TASK TO COMPLETE: In the records below, find the line with "Where can the black rubber"; retype that line and all the following lines through the end, exactly, and add nothing.

====

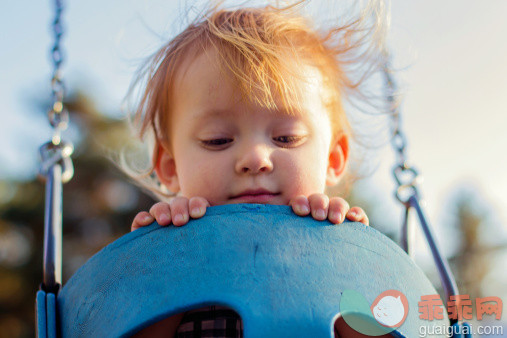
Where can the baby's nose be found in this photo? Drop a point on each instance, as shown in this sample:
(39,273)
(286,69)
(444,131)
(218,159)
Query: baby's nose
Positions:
(255,160)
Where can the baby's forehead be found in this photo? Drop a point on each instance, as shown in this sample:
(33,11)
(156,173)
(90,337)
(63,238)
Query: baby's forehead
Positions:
(209,77)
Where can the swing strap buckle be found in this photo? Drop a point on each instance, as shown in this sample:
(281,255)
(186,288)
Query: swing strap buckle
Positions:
(52,154)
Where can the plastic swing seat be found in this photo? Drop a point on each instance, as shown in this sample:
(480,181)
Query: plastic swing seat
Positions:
(283,274)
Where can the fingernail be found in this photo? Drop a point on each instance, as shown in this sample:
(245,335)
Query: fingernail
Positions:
(197,211)
(321,214)
(179,218)
(303,209)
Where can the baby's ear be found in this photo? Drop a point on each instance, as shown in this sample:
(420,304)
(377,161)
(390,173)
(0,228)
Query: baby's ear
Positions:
(338,157)
(166,169)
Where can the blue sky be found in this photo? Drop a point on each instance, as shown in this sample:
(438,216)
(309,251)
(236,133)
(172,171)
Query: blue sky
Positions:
(451,56)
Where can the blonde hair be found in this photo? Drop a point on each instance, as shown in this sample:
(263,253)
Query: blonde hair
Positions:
(253,47)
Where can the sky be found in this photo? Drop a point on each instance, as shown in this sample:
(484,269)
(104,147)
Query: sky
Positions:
(450,55)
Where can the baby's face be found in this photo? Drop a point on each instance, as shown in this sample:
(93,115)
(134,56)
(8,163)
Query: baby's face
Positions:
(231,151)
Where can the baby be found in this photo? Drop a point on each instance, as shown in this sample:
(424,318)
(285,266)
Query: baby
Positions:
(245,106)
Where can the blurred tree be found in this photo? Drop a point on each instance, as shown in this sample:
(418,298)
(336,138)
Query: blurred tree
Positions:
(98,207)
(471,262)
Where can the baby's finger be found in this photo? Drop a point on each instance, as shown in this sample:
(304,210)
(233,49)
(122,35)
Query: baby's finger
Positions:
(179,211)
(197,206)
(357,214)
(319,204)
(338,208)
(162,213)
(300,205)
(142,219)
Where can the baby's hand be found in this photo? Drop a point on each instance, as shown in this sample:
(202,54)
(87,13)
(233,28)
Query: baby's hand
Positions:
(322,207)
(176,212)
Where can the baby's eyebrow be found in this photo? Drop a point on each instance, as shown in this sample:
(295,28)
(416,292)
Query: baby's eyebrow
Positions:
(212,113)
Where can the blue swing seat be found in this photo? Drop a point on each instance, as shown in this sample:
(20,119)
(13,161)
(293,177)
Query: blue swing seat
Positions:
(283,274)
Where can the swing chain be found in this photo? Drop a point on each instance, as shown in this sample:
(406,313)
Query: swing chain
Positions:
(58,116)
(407,177)
(56,167)
(57,151)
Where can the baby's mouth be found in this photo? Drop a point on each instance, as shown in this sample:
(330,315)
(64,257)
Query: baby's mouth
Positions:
(254,196)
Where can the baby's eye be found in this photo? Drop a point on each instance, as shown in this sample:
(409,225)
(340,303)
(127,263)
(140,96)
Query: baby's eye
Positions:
(289,141)
(216,143)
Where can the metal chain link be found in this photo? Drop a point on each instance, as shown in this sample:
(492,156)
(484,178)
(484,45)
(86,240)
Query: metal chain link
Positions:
(406,177)
(408,194)
(56,166)
(57,114)
(57,151)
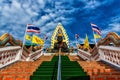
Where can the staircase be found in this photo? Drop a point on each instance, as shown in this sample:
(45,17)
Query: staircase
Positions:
(46,71)
(69,70)
(21,70)
(98,70)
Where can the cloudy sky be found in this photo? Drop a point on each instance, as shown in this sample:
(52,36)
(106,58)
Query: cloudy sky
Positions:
(75,16)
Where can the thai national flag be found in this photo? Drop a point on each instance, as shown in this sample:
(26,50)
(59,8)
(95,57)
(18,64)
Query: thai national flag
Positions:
(95,28)
(77,36)
(32,28)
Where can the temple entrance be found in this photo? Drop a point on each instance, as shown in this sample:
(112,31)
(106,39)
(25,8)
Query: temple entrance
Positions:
(60,39)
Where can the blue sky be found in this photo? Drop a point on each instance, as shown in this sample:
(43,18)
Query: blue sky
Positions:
(75,15)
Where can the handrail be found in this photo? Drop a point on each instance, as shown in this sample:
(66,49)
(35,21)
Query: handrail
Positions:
(59,66)
(9,55)
(35,55)
(84,55)
(110,55)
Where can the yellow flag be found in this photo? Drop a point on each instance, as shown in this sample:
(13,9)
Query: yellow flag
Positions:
(37,40)
(86,42)
(28,37)
(97,36)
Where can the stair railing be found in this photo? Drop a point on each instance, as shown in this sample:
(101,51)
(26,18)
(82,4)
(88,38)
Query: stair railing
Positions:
(110,54)
(84,54)
(34,55)
(59,66)
(9,55)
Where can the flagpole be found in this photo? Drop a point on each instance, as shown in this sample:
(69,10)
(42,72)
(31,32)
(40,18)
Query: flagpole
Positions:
(31,43)
(94,39)
(23,43)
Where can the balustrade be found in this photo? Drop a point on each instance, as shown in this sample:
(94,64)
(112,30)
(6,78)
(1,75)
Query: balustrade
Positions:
(110,54)
(83,54)
(9,55)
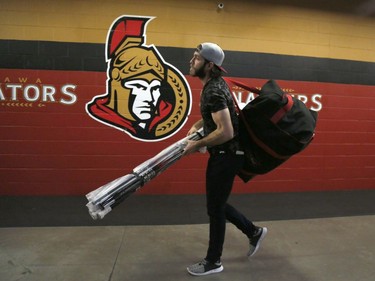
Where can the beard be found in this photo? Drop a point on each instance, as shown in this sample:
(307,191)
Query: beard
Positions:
(200,72)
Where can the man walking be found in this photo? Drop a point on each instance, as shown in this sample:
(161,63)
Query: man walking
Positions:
(220,124)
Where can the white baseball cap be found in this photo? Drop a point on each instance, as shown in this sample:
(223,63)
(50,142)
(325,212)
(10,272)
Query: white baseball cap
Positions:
(213,53)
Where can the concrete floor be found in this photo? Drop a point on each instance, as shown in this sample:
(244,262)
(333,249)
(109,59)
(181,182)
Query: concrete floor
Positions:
(332,249)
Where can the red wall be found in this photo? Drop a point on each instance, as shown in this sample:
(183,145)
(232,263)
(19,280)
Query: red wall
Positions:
(53,148)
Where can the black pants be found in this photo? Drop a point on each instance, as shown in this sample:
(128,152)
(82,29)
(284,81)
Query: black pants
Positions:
(220,174)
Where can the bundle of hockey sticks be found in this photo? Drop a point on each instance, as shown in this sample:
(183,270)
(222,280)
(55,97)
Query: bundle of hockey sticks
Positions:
(108,196)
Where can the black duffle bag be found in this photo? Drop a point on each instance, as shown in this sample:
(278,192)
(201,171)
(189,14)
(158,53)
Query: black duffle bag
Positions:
(273,127)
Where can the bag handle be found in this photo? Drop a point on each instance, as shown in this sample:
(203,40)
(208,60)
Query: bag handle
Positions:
(261,144)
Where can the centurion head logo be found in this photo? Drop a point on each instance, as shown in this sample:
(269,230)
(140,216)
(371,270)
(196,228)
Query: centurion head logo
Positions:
(146,97)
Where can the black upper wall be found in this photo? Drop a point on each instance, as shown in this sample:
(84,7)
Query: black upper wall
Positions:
(44,55)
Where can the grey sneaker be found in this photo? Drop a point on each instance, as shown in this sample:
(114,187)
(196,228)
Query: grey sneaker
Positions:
(204,268)
(255,241)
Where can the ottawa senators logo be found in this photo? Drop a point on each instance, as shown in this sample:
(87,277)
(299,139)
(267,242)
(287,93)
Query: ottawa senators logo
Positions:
(146,97)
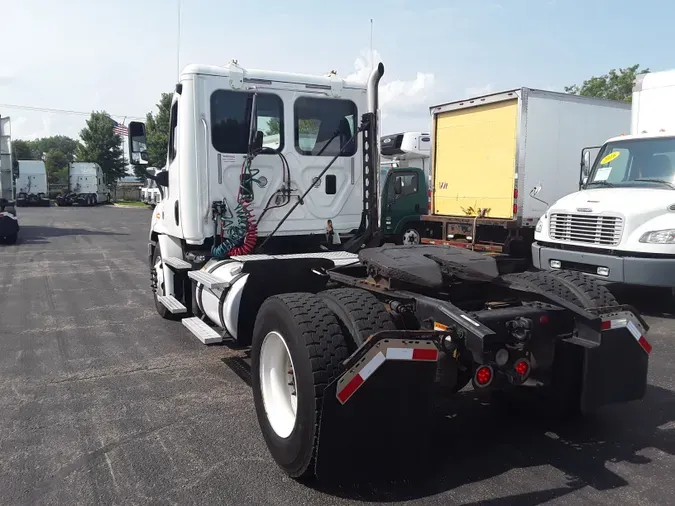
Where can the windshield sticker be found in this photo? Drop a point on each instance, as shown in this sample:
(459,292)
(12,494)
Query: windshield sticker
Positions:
(610,157)
(602,174)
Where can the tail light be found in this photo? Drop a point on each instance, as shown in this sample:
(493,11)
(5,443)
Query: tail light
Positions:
(483,376)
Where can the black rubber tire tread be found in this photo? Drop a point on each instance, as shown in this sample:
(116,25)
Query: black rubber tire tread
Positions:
(322,346)
(359,312)
(587,289)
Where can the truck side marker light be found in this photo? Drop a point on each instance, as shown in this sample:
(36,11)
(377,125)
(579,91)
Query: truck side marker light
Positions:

====

YOUR RESPONSE:
Where can the black rubber tire tread be found in this photo? Drop a point on each instance, as shown in this sample:
(116,25)
Query: black rubber tire tread
Positions:
(322,346)
(359,312)
(587,289)
Where can the truck side marker light be found in this photo? Drop a point on each instance, as shown in this sample:
(36,11)
(377,125)
(579,91)
Query: truck side marker light
Positions:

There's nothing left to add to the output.